Reproduce every line of the material below, including the requests, but leave out the pictures. Rescale each bounding-box coordinate in the answers by multiplying it by 0.5 and rounding to a whole number, with halves rounded up.

→ **Excerpted records**:
# # # # # # #
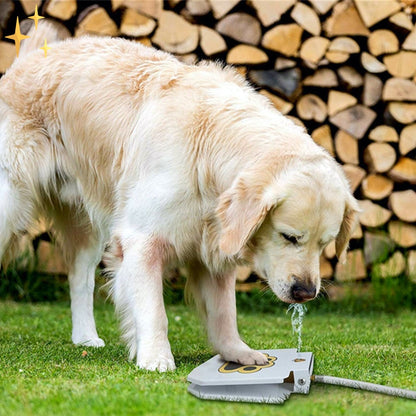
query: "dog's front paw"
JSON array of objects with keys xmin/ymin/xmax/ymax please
[
  {"xmin": 137, "ymin": 353, "xmax": 176, "ymax": 373},
  {"xmin": 221, "ymin": 347, "xmax": 268, "ymax": 365}
]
# # # # # # #
→ **Written reply**:
query: "dog's front paw"
JSON array of objects with keys xmin/ymin/xmax/ymax please
[
  {"xmin": 69, "ymin": 177, "xmax": 88, "ymax": 187},
  {"xmin": 111, "ymin": 174, "xmax": 134, "ymax": 183}
]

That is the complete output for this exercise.